> _GIVEN INSTRUCTION_
Write out the material below, starting at the line containing "search: mint dog leash" and continuing through its last line, reproducing each line character for character.

***** DATASET RECORDS *****

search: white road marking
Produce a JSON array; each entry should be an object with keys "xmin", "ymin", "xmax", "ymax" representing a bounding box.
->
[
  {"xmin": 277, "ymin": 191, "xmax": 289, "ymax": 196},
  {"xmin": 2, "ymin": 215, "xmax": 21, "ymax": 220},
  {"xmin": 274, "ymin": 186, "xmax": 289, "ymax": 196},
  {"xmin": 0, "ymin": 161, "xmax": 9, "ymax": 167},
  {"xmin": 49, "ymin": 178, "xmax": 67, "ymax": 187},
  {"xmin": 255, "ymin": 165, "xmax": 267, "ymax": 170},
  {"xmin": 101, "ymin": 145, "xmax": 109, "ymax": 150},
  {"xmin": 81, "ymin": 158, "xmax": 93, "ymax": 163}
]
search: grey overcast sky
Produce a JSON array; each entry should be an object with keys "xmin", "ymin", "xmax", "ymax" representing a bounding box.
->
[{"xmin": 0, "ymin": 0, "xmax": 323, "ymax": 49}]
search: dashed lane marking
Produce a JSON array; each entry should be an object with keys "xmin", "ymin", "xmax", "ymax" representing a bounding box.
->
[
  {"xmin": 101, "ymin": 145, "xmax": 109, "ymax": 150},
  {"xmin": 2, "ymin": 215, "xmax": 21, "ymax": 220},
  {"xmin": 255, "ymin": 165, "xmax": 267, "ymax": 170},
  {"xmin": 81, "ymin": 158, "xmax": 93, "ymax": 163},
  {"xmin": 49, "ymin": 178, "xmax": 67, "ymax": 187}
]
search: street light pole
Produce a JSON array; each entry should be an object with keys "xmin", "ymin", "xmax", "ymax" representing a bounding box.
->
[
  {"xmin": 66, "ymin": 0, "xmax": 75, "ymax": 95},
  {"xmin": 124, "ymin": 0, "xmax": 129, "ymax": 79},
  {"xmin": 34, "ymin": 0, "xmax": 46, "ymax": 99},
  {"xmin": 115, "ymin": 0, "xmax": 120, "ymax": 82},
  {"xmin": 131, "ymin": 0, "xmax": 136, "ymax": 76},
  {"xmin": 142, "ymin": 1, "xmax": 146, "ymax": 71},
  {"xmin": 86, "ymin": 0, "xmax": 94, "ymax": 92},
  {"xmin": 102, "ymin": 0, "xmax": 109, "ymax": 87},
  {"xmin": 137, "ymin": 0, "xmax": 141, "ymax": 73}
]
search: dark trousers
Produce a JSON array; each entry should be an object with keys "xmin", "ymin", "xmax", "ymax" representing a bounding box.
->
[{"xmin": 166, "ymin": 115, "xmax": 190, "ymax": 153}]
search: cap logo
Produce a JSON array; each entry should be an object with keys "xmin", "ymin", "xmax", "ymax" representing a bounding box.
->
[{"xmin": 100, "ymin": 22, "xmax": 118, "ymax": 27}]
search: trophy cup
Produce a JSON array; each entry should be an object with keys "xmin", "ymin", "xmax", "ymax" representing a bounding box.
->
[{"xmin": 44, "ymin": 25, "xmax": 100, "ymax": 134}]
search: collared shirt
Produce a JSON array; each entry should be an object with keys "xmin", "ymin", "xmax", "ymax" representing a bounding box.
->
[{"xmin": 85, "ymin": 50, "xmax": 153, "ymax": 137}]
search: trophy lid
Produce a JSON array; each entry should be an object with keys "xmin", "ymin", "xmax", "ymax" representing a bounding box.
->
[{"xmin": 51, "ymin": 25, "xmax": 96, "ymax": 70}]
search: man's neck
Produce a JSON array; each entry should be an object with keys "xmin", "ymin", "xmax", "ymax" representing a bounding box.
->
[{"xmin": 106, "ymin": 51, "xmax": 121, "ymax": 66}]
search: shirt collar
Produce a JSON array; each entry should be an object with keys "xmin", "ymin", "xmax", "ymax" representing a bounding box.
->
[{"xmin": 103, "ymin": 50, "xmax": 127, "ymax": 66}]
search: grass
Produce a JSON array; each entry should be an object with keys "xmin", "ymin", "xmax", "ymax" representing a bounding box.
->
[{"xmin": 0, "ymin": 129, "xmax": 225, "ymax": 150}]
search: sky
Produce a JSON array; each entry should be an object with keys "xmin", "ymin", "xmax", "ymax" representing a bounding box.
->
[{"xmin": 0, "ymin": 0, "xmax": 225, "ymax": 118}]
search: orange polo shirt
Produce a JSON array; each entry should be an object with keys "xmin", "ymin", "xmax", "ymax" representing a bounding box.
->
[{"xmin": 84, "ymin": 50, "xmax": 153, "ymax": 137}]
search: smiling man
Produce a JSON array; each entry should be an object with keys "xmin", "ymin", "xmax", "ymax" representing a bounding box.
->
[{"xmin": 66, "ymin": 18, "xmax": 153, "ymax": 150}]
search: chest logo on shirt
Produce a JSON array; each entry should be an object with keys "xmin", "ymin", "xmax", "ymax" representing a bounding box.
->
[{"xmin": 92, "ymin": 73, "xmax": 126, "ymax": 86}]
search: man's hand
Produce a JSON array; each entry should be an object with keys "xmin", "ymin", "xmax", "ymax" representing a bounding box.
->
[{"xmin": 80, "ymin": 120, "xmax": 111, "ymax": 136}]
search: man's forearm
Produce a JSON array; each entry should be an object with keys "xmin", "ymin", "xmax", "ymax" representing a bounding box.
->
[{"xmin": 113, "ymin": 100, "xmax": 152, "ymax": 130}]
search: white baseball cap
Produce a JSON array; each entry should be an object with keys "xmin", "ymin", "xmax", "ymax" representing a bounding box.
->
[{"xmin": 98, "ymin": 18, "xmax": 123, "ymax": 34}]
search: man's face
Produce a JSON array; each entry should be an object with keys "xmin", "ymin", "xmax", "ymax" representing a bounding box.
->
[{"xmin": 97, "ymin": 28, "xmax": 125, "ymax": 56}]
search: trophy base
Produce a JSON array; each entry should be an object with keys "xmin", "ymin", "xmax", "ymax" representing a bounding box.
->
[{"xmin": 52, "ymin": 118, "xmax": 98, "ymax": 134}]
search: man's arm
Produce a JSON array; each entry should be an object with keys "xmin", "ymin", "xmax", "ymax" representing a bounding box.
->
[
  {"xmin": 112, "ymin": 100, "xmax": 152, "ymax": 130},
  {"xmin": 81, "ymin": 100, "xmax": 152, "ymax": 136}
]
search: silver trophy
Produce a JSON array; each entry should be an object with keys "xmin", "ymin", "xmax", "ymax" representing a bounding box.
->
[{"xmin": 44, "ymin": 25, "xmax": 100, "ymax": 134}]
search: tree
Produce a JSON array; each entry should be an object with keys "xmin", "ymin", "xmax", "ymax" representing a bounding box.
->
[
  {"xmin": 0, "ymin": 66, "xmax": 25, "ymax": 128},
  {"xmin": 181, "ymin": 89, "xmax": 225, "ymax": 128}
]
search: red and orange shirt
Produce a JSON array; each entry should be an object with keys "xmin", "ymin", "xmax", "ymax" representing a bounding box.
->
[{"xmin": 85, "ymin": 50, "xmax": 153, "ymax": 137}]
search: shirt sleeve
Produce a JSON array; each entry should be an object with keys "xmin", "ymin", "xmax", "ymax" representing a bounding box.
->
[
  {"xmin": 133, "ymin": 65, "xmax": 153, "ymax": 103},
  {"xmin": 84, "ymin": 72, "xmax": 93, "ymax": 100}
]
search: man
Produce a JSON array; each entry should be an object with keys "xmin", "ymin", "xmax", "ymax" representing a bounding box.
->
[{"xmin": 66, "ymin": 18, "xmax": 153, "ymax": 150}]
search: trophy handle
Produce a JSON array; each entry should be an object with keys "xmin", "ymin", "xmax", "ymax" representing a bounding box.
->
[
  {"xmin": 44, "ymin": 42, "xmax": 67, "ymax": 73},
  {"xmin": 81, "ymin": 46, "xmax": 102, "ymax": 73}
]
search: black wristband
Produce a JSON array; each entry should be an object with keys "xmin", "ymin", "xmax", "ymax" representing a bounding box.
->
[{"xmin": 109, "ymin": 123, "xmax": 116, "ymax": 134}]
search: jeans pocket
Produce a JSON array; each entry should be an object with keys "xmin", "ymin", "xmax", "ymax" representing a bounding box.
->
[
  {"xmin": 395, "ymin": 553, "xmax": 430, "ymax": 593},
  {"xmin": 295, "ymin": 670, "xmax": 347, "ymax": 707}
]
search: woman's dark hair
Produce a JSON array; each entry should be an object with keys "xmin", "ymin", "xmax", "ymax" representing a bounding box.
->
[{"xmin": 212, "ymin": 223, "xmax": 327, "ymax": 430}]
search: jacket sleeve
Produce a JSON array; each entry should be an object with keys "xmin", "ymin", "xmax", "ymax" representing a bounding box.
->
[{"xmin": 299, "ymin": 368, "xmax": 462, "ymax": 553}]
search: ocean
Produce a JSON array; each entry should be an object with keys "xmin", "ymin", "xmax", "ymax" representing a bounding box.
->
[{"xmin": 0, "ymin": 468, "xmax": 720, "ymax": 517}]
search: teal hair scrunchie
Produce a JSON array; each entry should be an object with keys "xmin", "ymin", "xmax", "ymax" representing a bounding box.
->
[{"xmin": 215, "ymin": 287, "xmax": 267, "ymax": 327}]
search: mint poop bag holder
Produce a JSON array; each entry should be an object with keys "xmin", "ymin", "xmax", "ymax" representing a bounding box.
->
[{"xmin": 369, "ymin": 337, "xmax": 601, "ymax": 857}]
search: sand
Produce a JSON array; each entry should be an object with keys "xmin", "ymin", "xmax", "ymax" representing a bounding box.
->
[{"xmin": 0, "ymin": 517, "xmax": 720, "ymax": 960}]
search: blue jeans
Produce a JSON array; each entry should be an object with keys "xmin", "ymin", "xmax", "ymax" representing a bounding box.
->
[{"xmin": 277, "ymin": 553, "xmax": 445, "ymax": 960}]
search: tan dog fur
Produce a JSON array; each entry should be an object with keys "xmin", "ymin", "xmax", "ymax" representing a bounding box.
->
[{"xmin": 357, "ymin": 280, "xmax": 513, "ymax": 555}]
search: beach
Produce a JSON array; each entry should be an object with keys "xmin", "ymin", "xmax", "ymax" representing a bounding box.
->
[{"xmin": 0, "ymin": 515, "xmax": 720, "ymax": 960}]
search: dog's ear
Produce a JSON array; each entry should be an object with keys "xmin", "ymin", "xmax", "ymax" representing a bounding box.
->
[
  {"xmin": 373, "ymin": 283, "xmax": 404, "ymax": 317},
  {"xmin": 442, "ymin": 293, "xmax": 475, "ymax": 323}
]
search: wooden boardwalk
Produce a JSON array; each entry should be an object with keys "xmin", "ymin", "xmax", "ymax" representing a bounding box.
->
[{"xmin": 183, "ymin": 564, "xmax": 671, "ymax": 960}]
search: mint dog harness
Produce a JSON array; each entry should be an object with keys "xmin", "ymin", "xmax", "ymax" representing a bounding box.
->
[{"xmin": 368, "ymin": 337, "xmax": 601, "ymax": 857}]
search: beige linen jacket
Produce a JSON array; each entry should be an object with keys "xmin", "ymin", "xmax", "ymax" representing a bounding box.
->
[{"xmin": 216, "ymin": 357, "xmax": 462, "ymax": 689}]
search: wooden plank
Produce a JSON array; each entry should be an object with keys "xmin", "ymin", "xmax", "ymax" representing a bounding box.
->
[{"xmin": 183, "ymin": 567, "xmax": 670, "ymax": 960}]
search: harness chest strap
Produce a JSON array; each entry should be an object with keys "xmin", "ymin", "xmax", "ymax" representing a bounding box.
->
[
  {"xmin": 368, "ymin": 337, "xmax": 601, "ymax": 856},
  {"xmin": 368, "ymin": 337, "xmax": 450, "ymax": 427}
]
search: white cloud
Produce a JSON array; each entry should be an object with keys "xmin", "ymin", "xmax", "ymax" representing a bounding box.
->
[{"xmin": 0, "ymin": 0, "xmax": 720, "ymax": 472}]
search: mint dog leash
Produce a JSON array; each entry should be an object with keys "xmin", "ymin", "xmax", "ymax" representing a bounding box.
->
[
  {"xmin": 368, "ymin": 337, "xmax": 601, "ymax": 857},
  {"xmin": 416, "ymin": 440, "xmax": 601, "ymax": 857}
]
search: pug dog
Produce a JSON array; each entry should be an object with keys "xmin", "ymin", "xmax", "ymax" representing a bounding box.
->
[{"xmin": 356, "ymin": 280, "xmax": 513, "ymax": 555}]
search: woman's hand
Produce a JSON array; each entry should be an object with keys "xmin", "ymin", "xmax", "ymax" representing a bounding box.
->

*****

> _TASK OUTPUT_
search: mint dog leash
Produce a JSON array; each entry should be an object with keys "xmin", "ymin", "xmax", "ymax" representing a bounding box.
->
[
  {"xmin": 368, "ymin": 337, "xmax": 601, "ymax": 857},
  {"xmin": 416, "ymin": 440, "xmax": 601, "ymax": 857}
]
search: pug dog
Produce a JSON array; each entry should be an object with keys "xmin", "ymin", "xmax", "ymax" representing a bounding box.
->
[{"xmin": 356, "ymin": 280, "xmax": 513, "ymax": 555}]
search: woman's hand
Produce a JSON array; each entry should be an object with keys "xmin", "ymin", "xmax", "ymax" representing a bounding box.
->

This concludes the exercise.